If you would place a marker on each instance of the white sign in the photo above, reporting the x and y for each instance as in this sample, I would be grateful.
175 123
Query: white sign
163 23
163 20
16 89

|---|

The records above are to be copied out exactly, line for line.

## TASK ANSWER
If you would place a marker on each instance of the white sign in the photo above, reporting the x and y for each instance as in this sample, I would be grateful.
175 123
Query: white sign
163 23
163 20
16 89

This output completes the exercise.